## [Work to be completed]
Convert every line of the items below into a Markdown table with two columns, Row and Line, numbering each row and skipping blank lines.

## [Material provided]
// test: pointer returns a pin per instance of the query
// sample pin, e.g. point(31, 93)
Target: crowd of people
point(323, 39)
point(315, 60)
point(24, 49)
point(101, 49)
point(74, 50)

## [Finished task]
| Row | Line |
|---|---|
| 1 | // test: pointer returns a pin per instance of the query |
| 2 | // sample pin, e.g. point(31, 93) |
| 3 | Target: crowd of people |
| 4 | point(323, 39) |
| 5 | point(315, 60) |
| 6 | point(24, 49) |
| 7 | point(101, 49) |
| 8 | point(74, 50) |